__Problem requirements__. Reduce the material below to its lines containing "track".
___
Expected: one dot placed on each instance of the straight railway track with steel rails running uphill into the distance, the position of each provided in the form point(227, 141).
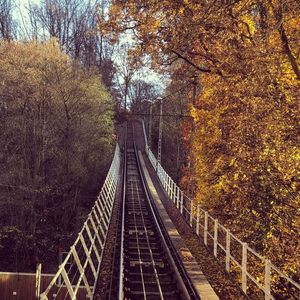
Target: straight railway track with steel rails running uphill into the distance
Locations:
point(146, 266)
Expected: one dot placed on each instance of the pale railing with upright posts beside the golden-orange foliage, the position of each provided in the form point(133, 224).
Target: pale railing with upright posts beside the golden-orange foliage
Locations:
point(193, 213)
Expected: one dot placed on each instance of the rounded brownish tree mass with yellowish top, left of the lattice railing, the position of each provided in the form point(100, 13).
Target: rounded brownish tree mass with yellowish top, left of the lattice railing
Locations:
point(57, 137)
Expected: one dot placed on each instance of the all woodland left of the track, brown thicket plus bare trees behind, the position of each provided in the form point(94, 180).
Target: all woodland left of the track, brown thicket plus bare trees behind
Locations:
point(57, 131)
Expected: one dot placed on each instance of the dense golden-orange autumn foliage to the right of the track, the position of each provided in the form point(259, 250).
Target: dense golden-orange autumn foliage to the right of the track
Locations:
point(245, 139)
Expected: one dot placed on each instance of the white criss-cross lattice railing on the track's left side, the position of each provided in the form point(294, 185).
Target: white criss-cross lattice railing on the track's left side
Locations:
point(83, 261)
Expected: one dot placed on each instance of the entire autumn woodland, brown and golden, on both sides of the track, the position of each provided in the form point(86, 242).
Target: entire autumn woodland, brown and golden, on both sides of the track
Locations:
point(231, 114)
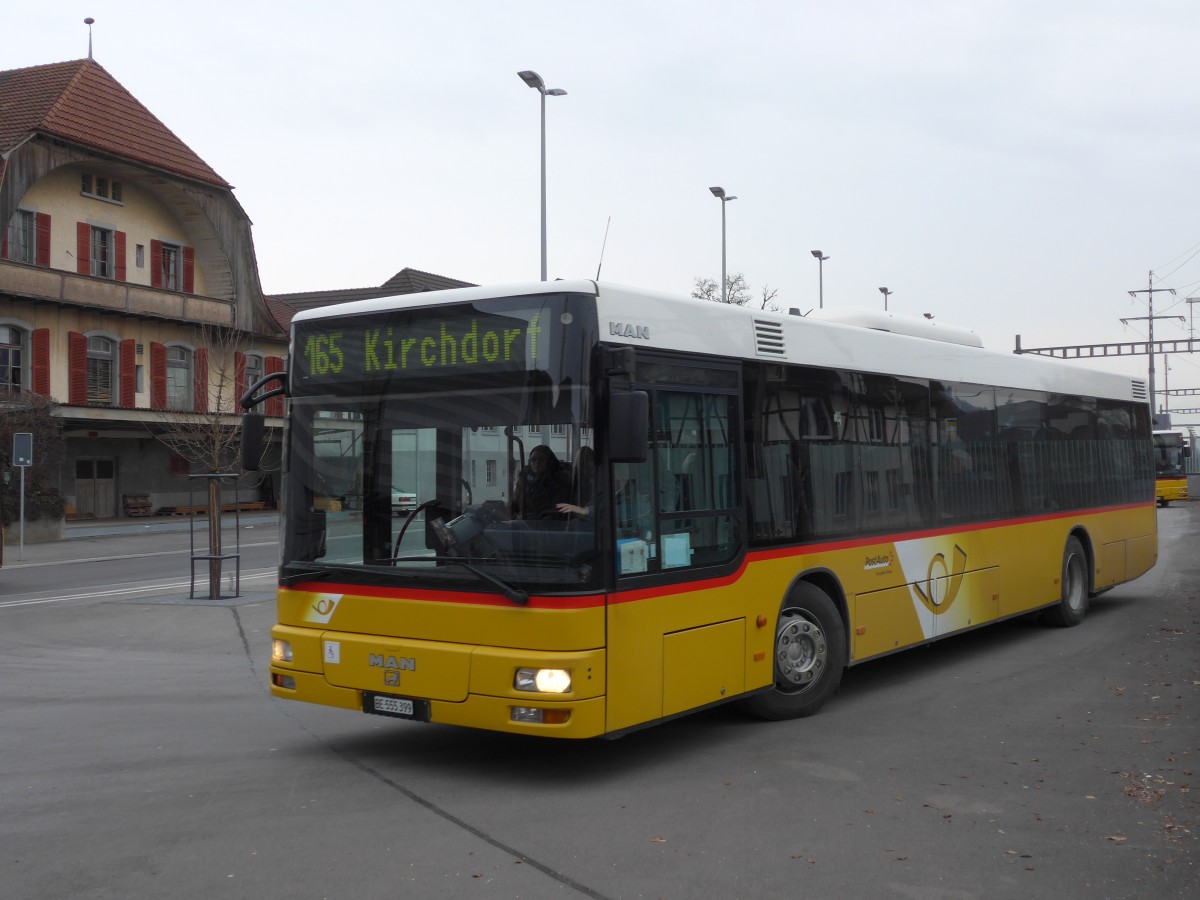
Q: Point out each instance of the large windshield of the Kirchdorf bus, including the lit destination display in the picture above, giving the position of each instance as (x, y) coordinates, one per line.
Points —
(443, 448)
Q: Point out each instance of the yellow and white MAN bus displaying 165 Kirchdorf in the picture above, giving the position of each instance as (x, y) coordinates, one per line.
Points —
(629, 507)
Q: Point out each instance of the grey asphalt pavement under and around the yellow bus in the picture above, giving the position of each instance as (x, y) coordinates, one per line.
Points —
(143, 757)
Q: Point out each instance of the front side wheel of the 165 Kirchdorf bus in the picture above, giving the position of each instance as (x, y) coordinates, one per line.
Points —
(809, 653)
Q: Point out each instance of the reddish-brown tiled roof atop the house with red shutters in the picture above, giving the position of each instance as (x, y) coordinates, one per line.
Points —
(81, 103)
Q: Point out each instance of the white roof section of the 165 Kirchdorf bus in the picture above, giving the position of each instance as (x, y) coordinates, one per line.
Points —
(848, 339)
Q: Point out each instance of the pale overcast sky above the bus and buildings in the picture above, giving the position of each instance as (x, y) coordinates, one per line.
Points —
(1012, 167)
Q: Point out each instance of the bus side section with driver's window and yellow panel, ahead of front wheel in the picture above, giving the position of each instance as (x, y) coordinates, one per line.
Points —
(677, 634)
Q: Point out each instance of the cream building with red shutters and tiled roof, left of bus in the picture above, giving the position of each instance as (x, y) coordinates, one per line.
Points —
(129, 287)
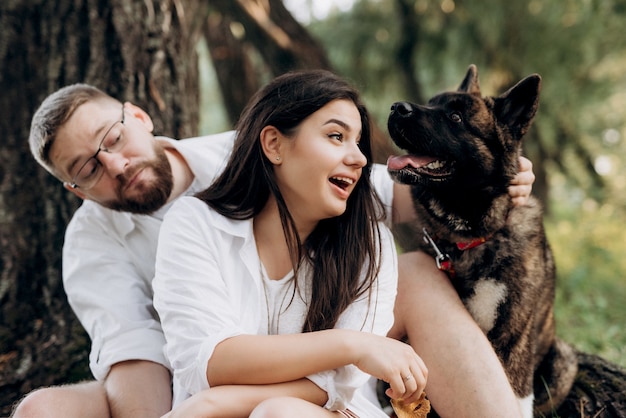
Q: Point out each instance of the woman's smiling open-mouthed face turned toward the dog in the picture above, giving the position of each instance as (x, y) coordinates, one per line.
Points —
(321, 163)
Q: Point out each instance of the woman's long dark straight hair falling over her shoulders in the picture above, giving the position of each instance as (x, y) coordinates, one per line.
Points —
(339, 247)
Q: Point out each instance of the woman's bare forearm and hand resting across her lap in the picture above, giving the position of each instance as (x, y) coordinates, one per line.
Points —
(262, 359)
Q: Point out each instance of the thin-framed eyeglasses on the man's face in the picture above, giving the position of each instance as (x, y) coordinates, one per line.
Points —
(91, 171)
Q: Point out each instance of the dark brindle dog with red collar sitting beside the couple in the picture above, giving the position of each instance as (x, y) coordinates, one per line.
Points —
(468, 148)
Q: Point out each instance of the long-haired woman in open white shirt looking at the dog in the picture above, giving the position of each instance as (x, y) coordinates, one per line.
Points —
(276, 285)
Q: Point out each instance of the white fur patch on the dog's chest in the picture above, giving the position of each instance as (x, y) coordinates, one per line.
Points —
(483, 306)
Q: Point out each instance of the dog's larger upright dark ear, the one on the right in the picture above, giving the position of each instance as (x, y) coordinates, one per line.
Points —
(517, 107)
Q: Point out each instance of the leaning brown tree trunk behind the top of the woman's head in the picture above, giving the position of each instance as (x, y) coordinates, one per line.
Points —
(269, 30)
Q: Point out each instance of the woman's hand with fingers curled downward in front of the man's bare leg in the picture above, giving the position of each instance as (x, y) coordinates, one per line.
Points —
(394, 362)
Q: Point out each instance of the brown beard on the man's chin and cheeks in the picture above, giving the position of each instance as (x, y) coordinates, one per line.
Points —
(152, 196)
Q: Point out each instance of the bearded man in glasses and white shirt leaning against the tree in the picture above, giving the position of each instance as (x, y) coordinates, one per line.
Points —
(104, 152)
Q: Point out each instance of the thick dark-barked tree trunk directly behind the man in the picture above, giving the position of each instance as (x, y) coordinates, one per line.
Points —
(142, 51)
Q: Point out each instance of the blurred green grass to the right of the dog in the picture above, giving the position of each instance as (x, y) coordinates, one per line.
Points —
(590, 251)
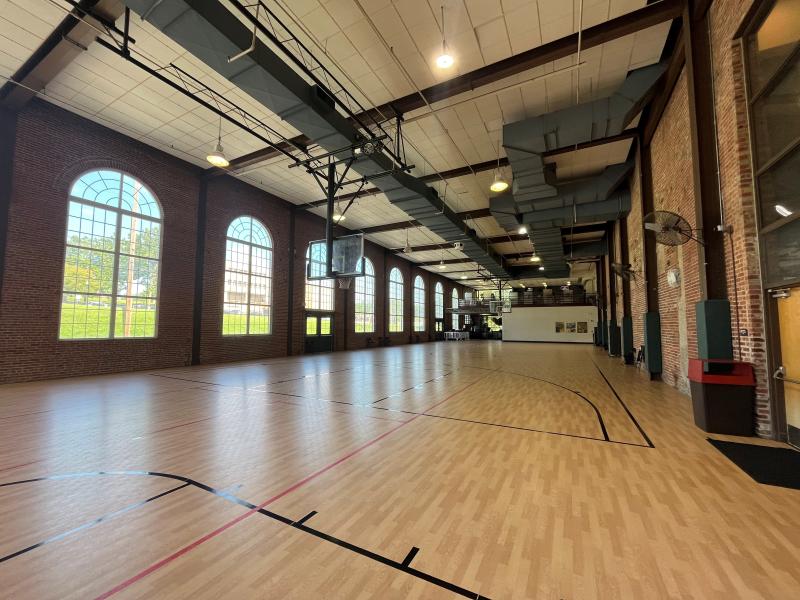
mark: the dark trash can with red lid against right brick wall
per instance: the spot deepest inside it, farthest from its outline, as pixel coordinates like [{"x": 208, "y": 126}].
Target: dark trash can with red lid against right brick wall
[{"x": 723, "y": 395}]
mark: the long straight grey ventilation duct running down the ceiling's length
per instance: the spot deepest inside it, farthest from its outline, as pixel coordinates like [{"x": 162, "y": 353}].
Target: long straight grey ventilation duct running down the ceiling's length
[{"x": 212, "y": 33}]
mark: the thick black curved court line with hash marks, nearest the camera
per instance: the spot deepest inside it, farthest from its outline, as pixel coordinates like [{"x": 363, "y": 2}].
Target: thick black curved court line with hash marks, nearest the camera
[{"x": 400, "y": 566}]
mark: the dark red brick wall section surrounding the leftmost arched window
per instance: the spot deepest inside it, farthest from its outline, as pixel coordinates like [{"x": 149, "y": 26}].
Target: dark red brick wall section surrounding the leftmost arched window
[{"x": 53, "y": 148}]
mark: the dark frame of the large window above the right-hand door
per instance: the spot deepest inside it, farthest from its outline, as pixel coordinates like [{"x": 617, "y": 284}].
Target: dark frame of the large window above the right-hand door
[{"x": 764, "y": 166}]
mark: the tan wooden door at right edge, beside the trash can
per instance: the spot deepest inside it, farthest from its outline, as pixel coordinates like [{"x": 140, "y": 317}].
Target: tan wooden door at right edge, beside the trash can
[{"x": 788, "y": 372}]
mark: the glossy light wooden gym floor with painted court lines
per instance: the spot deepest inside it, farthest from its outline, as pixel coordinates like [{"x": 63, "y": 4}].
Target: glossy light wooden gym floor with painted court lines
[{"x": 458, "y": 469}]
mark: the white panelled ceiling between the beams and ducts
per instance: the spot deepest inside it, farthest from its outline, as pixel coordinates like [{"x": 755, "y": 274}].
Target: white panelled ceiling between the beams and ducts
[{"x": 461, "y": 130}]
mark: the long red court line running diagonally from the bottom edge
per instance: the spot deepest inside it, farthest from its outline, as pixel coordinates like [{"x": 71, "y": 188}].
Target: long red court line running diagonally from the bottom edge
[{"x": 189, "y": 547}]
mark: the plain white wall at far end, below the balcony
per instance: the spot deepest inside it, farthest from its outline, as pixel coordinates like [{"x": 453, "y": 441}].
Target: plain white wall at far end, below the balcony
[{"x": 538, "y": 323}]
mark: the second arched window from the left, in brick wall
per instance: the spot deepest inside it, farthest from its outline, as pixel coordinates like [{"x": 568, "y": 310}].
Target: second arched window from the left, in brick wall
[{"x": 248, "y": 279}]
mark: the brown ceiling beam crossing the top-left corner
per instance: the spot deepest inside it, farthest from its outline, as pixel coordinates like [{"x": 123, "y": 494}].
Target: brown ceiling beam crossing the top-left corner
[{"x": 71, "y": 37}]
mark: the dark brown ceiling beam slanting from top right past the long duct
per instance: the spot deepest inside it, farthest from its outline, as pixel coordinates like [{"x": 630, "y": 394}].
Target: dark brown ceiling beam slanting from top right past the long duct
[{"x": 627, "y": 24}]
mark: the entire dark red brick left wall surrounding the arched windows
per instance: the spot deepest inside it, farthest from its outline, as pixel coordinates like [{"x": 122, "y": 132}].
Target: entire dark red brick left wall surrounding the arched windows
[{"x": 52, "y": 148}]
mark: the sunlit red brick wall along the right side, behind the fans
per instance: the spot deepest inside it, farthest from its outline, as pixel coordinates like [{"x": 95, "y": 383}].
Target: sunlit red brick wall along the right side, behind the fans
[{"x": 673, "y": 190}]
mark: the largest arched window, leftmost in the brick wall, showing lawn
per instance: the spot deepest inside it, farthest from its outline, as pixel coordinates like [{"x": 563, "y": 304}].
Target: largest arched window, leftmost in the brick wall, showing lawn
___
__Solution for this task__.
Expected: one dot placed on each instance of the straight railway track with steel rails running uphill into the distance, the position of each provided in the form point(227, 141).
Target: straight railway track with steel rails running uphill into the distance
Expected: one dot placed on each instance of the all woodland left of the track, brown thicket plus bare trees behind, the position of each provided in the form point(94, 180).
Target: all woodland left of the track, brown thicket plus bare trees behind
Expected: one dot placed on each instance of the dense golden-orange autumn foliage to the right of the track, the position of each provided in the form point(259, 250).
Target: dense golden-orange autumn foliage to the right of the track
Expected: one dot placed on each instance of the white criss-cross lattice railing on the track's left side, the position of each provided in the form point(294, 185).
Target: white criss-cross lattice railing on the track's left side
Expected: one dot placed on each instance of the entire autumn woodland, brown and golden, on both sides of the track, the position of each provided in the form point(86, 242).
Target: entire autumn woodland, brown and golden, on both sides of the track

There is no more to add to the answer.